Point-per-instance localization data
⁂

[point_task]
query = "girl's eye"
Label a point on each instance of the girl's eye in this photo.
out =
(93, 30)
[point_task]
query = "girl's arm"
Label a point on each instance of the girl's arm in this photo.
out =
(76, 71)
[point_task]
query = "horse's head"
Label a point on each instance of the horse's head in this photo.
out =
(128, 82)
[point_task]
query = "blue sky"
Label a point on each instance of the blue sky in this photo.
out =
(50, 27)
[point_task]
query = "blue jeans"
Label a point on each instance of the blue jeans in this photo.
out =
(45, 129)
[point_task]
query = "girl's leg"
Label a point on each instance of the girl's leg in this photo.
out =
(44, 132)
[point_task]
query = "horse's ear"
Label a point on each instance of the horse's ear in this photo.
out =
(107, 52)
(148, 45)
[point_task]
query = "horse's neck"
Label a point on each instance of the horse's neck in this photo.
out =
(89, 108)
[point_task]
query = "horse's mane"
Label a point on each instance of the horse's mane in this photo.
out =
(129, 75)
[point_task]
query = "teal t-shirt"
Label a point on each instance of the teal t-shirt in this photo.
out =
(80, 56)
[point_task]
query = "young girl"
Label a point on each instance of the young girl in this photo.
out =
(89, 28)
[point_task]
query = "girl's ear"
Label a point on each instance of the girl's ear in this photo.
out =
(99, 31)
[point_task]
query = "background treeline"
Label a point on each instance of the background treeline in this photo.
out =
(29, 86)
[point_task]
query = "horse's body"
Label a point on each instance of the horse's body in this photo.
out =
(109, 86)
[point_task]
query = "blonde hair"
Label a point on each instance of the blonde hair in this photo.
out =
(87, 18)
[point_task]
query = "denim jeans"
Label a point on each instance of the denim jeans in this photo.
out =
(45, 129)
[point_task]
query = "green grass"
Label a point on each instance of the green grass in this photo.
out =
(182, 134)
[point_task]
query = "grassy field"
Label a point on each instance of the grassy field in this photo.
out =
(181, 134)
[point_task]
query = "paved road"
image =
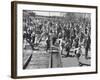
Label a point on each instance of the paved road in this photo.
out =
(42, 59)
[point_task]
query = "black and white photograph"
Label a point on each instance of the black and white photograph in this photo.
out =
(56, 39)
(53, 39)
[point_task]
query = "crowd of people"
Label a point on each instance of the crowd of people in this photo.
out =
(58, 32)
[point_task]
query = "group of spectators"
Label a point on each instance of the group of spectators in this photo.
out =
(58, 32)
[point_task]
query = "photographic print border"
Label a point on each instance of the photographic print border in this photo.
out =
(14, 37)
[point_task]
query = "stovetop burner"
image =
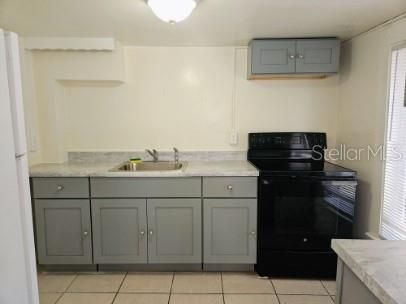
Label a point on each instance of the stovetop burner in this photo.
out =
(287, 153)
(319, 168)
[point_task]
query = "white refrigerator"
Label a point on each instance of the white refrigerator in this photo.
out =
(18, 274)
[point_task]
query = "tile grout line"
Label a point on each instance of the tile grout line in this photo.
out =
(119, 287)
(274, 289)
(325, 288)
(170, 290)
(67, 288)
(222, 288)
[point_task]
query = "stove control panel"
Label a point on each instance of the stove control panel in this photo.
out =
(287, 140)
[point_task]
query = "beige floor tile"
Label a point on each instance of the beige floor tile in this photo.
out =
(304, 299)
(246, 283)
(96, 283)
(49, 298)
(87, 298)
(250, 299)
(195, 282)
(330, 286)
(147, 283)
(307, 287)
(139, 298)
(196, 299)
(54, 282)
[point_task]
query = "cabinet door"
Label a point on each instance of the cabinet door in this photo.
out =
(63, 231)
(230, 227)
(318, 56)
(273, 56)
(119, 231)
(174, 231)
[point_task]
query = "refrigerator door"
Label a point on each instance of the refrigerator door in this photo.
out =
(18, 282)
(16, 92)
(27, 226)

⁂

Instructions to follow
What you return should match the entries word for word, pictures aside.

Result of the task
[point_task]
query = "girl's eye"
Label a point on each instance of the girl's eye in this photo.
out =
(93, 30)
[point_task]
query = "girl's arm"
Label a point on each instance of the girl's arm in this photo.
out =
(76, 71)
[point_task]
query = "horse's head"
Label a point on each instance of the horse's head in this photo.
out =
(128, 82)
[point_task]
query = "blue sky"
Label a point on each instance of the blue sky in this photo.
out =
(50, 27)
[point_task]
query = "blue jeans"
Label a point on each instance of the blue jeans in this photo.
out =
(45, 129)
[point_task]
query = "girl's leg"
Label a point on each instance of the girl's leg in this photo.
out =
(44, 132)
[point_task]
query = "horse's ear"
Label a point on each instance of the horse's ear in this photo.
out =
(107, 52)
(148, 45)
[point_task]
query = "horse's neck"
Label a point on each instance of the horse's neck in this photo.
out =
(89, 108)
[point_task]
query = "horse's mane"
Label a point on each instance of the horse's mane in this photo.
out =
(129, 75)
[point_task]
query = "teal t-shirt"
Label a point on each instance of the teal t-shirt in this photo.
out =
(80, 56)
[point_task]
query = "young girl"
Label a point on each instance of the young girl in this photo.
out =
(89, 28)
[point_task]
query = "girl's ear"
Label a point on each instance of the girl's ear in this photo.
out =
(99, 31)
[point_task]
query = "background treeline"
Label a point on each instance of the background treeline in this photo.
out =
(29, 86)
[point_task]
query = "horse's body"
Label a point on each instance of the horse's body in this photo.
out =
(109, 86)
[point_task]
query = "blonde hair"
Label a point on each instance of the blonde hair in this photo.
out =
(87, 18)
[point_task]
query = "denim jeans"
Label a point on each instance of the denim jeans in this photo.
out =
(45, 129)
[point_task]
query = "green grass"
Label a point on each instance of the green grass in this photo.
out =
(182, 134)
[point_task]
query = "grassy field"
Label a point on each instance of the grassy field in this photo.
out =
(181, 134)
[point_task]
query = "paved road"
image =
Label a point on each instance of the paved road in this photo.
out =
(42, 59)
[point_task]
query = "black and white photograph"
Label a point on each instance of the black and white photograph in this photo.
out =
(56, 39)
(53, 39)
[point_task]
query = "crowd of people"
Label a point on each instance of the crowd of people in this photo.
out =
(58, 32)
[point_task]
query = "group of spectators"
Label a point on each instance of the group of spectators in this photo.
out =
(58, 32)
[point_task]
query = "photographic print border"
Label a point on each instance of the photographic print border in this photo.
out =
(14, 37)
[point_task]
query = "stovetop burner"
image =
Label a point on each instance of the stovetop burner in this photo.
out =
(287, 153)
(319, 168)
[point_task]
query = "white refrigerator"
Label a point on each instance of the white refrigerator in this photo.
out =
(18, 274)
[point_task]
query = "tile grout line"
Label a point on each instance of the tile grout line in this photo.
out =
(119, 287)
(274, 289)
(325, 288)
(170, 290)
(67, 288)
(222, 288)
[point_task]
query = "stove control panel"
Label a point on each instance of the stove control panel in this photo.
out =
(287, 140)
[point_task]
query = "beige floor tile"
Label a point on each instance of the beige floor tile in this photo.
out =
(304, 299)
(246, 283)
(96, 283)
(49, 298)
(87, 298)
(250, 299)
(195, 282)
(330, 286)
(147, 283)
(307, 287)
(139, 298)
(196, 299)
(54, 282)
[point_task]
query = "cabinet door"
Label a point on each instance of the cabinet door in this photo.
out =
(63, 231)
(230, 227)
(318, 56)
(273, 56)
(119, 231)
(174, 231)
[point_task]
query = "refrigerator door"
Label a point on each instance of the refrigerator door in this photo.
out =
(18, 282)
(16, 92)
(27, 226)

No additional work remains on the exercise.